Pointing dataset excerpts

....

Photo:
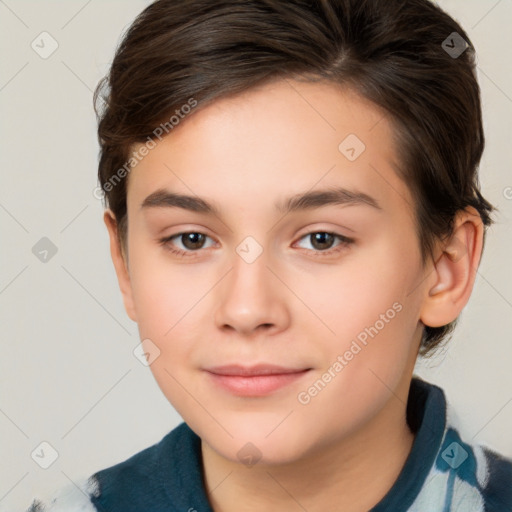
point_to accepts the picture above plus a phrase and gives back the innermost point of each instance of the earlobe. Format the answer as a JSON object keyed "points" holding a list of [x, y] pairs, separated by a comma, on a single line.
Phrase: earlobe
{"points": [[450, 285], [120, 263]]}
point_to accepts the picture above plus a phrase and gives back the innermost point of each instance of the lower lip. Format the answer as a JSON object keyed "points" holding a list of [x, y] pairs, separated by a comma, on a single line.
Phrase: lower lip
{"points": [[256, 385]]}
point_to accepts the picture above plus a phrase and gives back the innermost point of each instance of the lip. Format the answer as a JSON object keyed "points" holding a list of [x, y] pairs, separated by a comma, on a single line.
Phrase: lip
{"points": [[258, 380]]}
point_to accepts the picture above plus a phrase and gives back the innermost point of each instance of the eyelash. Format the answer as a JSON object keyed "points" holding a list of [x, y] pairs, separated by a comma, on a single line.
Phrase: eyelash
{"points": [[345, 242]]}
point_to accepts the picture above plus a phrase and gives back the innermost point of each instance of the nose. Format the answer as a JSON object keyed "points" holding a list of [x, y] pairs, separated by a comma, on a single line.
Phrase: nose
{"points": [[251, 299]]}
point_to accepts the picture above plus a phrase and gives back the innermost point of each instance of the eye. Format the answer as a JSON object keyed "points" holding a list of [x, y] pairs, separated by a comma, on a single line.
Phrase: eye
{"points": [[192, 241], [322, 242]]}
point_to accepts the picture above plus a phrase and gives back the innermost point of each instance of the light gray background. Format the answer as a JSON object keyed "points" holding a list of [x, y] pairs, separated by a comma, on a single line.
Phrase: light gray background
{"points": [[68, 374]]}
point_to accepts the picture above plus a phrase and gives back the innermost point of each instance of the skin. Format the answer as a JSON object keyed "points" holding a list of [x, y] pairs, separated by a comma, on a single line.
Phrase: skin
{"points": [[344, 449]]}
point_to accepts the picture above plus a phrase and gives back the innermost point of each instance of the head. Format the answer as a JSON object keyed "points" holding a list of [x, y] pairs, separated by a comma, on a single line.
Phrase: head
{"points": [[244, 106]]}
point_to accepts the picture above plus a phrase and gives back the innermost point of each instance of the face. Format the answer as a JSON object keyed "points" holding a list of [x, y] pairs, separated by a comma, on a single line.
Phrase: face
{"points": [[321, 290]]}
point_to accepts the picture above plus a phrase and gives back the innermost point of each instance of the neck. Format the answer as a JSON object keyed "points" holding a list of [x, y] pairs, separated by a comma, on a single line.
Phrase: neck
{"points": [[351, 474]]}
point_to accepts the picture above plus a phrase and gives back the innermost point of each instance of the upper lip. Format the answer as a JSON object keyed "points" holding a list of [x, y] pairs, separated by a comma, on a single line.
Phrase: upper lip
{"points": [[259, 369]]}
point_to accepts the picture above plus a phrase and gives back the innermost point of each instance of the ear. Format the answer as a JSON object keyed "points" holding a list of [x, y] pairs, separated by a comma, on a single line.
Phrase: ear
{"points": [[120, 262], [451, 282]]}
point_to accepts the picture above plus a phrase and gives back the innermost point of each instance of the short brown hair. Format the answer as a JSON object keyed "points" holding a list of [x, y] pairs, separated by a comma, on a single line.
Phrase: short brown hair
{"points": [[390, 51]]}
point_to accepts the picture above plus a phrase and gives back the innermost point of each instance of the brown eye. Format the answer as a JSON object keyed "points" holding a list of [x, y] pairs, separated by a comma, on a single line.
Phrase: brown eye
{"points": [[192, 240], [321, 240]]}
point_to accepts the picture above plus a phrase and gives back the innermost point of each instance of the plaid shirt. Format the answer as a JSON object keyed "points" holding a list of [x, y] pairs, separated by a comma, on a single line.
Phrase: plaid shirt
{"points": [[442, 473]]}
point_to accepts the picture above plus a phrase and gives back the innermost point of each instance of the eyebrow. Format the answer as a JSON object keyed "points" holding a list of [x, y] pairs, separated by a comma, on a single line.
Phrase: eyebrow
{"points": [[163, 198]]}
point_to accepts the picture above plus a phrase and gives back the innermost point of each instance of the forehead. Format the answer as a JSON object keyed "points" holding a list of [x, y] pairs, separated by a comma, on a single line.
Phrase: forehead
{"points": [[277, 140]]}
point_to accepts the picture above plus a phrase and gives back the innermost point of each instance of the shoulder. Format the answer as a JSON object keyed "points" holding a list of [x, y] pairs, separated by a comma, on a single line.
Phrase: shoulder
{"points": [[74, 497]]}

....

• Stated task: Write out each line again precisely as it appears, skipping every picture.

• Output:
Photo:
point_to accepts the picture above plus a phrase and gives back the innermost point of each instance of the earlobe. Format the answer as a JSON object keyed "points" holding a list of [x, y] pairs, separated by a comma, on a single line.
Phrase: earlobe
{"points": [[450, 285], [120, 263]]}
point_to accepts the picture above plus a phrase and gives back the innermost point of each instance of the lower lip. Format the answer as a JSON object keyed "points" holding a list of [x, y] pairs, separated by a comma, on a single line.
Phrase: lower lip
{"points": [[256, 385]]}
point_to accepts the picture above plus a phrase and gives back the innermost point of each instance of the lip. Format the answer as a JSON object keyed "points" holding a list of [x, y] pairs, separated by a comma, on a single line.
Phrase: lip
{"points": [[258, 380]]}
point_to accepts the picture above plus a phrase and gives back the innermost point of each instance of the eyelash. Format the answer as a JSON object keyed "points" holding a list of [x, y] pairs, separated by a comma, on a single line.
Phrase: eyelash
{"points": [[345, 242]]}
point_to accepts the picture above plus a phrase and gives back the innermost point of each instance of the nose. Format the answer as a JSON object keyed "points" holding a list of [x, y] pairs, separated by a comma, on a single line.
Phrase: nose
{"points": [[251, 299]]}
point_to accepts the picture above plus a phrase and gives back the innermost point of each instance of the eye. Format the answer as a JSON object keyed "points" holding a list of [x, y] pairs, separated by a comma, on a single line.
Phrase: eye
{"points": [[192, 241], [322, 242]]}
point_to accepts the picture above plus a phrase and gives back the innermost point of each instance of the light gray background. Format the answer as a JSON object keyed "points" holding a list of [x, y] pairs, separated by a comma, on a single line.
Phrase: light gray background
{"points": [[68, 374]]}
point_to accepts the picture above plus a phrase and gives back the innermost point of each instance of the skin. Format the answer as a JSON object keyed "points" holding a list of [x, y] pairs, separated by a comma, on a single line.
Phrase: skin
{"points": [[344, 449]]}
point_to accepts the picture above plus a phrase and gives back the innermost point of each instance of the head. Format the answer as a JSON object keyed "points" holding a list of [x, y] pairs, separated by a comma, on a single line.
Phrase: head
{"points": [[244, 106]]}
point_to accepts the picture above plus a phrase and gives back the innermost point of each instance of the face. Format the answer as a JSON object keyed "points" holding a list of [x, y] pairs, separated by a comma, on a single line.
Phrase: face
{"points": [[321, 290]]}
point_to accepts the picture above plus a phrase and gives back the innermost point of each instance of the neck. Format the answer as a JSON object keyed "points" holding a list of [x, y] pairs, separated by a comma, on a single line.
Phrase: neck
{"points": [[351, 474]]}
point_to accepts the picture above plus a phrase and gives back the innermost point of each instance of the upper lip. Format the answer as a JSON object keyed "points" holding a list of [x, y] pairs, separated by a comma, on a single line.
Phrase: upper lip
{"points": [[259, 369]]}
point_to accepts the picture above plus a phrase and gives back the innermost point of each instance of the ear. Format the answer as a JSON object keyed "points" holding a list of [x, y] pairs, separated by a comma, on a single line.
Phrase: ear
{"points": [[120, 262], [451, 282]]}
point_to accepts the picture above plus a phrase and gives back the innermost point of each instance of the short brown hair. Format the answer as a JSON object keyed "points" holding a list of [x, y] pairs, separated by a comma, on a single line.
Phrase: short brown hair
{"points": [[390, 51]]}
point_to accepts the picture above plus a phrase and gives back the innermost point of each instance of the brown eye. Format the answer as a JSON object keyed "points" holding a list of [x, y] pairs, separated by a comma, on a single line.
Phrase: brown eye
{"points": [[192, 240], [321, 240]]}
point_to accepts the picture above plus a phrase and gives back the innermost point of each instance of the plaid shirt. Format the answer as a JSON object keyed "points" holding a list of [x, y] pairs, separated by a comma, on a single line.
Phrase: plaid shirt
{"points": [[442, 473]]}
point_to accepts the picture above plus a phrase and gives back the innermost point of each instance of the eyebrow. Format the answer as a JSON object keyed "points" holding a list of [x, y] pairs, separated by a comma, on a single line.
Phrase: eyebrow
{"points": [[163, 198]]}
point_to accepts the picture above plus a phrase and gives back the innermost point of each instance of the forehead. Format the answer as a JSON object keyed "points" holding a list of [x, y] pairs, separated by a comma, on a single line.
Phrase: forehead
{"points": [[277, 140]]}
point_to accepts the picture above plus a phrase and gives back the innermost point of each instance of the shoulder. Format the answer as a JSON object keyed "points" holding a list of [x, y] pairs, separated by a comma, on a single line.
Phrase: shoulder
{"points": [[74, 497]]}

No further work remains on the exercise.